(Excerpts from labeled region data)
━━━━━━━━

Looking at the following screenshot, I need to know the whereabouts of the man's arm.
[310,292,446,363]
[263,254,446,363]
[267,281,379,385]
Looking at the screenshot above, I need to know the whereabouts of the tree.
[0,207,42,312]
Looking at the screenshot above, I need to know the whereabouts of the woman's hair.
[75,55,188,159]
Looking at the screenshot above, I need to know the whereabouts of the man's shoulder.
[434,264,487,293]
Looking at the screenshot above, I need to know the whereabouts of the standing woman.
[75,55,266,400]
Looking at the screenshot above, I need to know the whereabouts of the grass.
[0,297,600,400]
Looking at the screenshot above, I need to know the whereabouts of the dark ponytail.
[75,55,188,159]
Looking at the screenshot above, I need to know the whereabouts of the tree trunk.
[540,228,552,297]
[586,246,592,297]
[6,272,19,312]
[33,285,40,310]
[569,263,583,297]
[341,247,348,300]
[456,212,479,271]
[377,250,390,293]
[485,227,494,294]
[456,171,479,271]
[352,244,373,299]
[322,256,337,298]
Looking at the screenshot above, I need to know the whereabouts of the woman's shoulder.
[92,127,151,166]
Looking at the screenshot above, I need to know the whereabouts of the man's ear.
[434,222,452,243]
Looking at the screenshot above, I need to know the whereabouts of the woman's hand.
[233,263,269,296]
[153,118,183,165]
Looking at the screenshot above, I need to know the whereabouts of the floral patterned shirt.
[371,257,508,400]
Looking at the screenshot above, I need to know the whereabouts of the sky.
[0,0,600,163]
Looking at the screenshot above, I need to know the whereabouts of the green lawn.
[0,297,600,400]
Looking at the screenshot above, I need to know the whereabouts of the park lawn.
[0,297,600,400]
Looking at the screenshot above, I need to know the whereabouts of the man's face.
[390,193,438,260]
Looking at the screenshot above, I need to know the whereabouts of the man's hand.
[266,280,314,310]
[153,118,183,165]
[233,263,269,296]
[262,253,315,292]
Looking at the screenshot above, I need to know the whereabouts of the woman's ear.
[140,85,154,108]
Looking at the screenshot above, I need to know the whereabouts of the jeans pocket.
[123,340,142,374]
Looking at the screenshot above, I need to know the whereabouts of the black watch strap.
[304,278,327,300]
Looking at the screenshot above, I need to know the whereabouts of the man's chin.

━━━━━━━━

● SET EXERCISE: Output every line of the records above as a numbered list, one line per number, with blank lines omitted.

● OUTPUT:
1. Looking at the following screenshot, I need to know the whereabouts of the man's arm.
2. [310,292,446,363]
3. [263,254,446,363]
4. [267,281,379,385]
5. Looking at the screenshot above, I need to know the whereabouts of the tree.
6. [0,207,42,312]
7. Looking at the screenshot above, I need to know the whereabouts of the woman's hair.
8. [75,55,188,159]
9. Looking at the screenshot above, I need to know the whereabouts of the man's shoulder.
10. [434,264,487,293]
11. Looking at the screenshot above, I need to know the whereabouts of the standing woman.
12. [75,55,266,400]
13. Looking at the screenshot above, I need to know the whereabouts of the grass.
14. [0,297,600,400]
15. Looking at the screenshot above, I need to know the whereabouts of the dark ponytail.
16. [75,55,188,159]
17. Looking at the screenshot above, I need to know the whereabouts of the tree trunk.
18. [540,228,552,297]
19. [586,246,592,297]
20. [6,272,19,312]
21. [33,285,40,310]
22. [569,263,583,297]
23. [341,247,348,300]
24. [456,212,479,271]
25. [377,250,390,293]
26. [485,227,494,294]
27. [456,171,479,271]
28. [352,244,373,299]
29. [322,256,337,298]
30. Looking at the screenshot above, I need to know the whereabouts of the woman's shoulder.
31. [92,127,151,166]
32. Looking at the screenshot above, I need to know the whereabouts of the man's ear.
33. [434,222,452,243]
34. Looking at the screenshot above, I need to know the whereabouts of the woman's hand.
35. [233,263,269,296]
36. [153,118,183,165]
37. Looking at the screenshot above, I need to know the whereabouts of the floral patterned shirt.
38. [371,257,508,400]
39. Looking at the screenshot above, I need to know the whereabouts of the sky.
40. [0,0,600,163]
41. Looking at the screenshot above, I need to know the whereabouts of the green lawn.
42. [0,297,600,400]
43. Looking at the screenshot above, I need to know the whereabouts of the park lawn.
44. [0,297,600,400]
45. Looking at the screenshot above, I need to know the whereabouts of the man's face.
46. [390,193,438,260]
47. Looking at the screenshot above, I need to know the whereabouts of the man's hand.
48. [266,280,314,310]
49. [153,118,183,165]
50. [233,263,269,296]
51. [262,253,315,292]
52. Looking at the screenshot above, I need to know the whereabouts of the woman's ear.
53. [140,85,154,108]
54. Looking at the screenshot above, I need to know the whereabouts of the jeans pocket.
55. [123,340,142,374]
56. Looking at the screenshot above, I need to know the whereabouts of the black watch strap.
57. [304,278,327,300]
58. Looking at the screenshot above, I need to know the whereabouts of the man's chin.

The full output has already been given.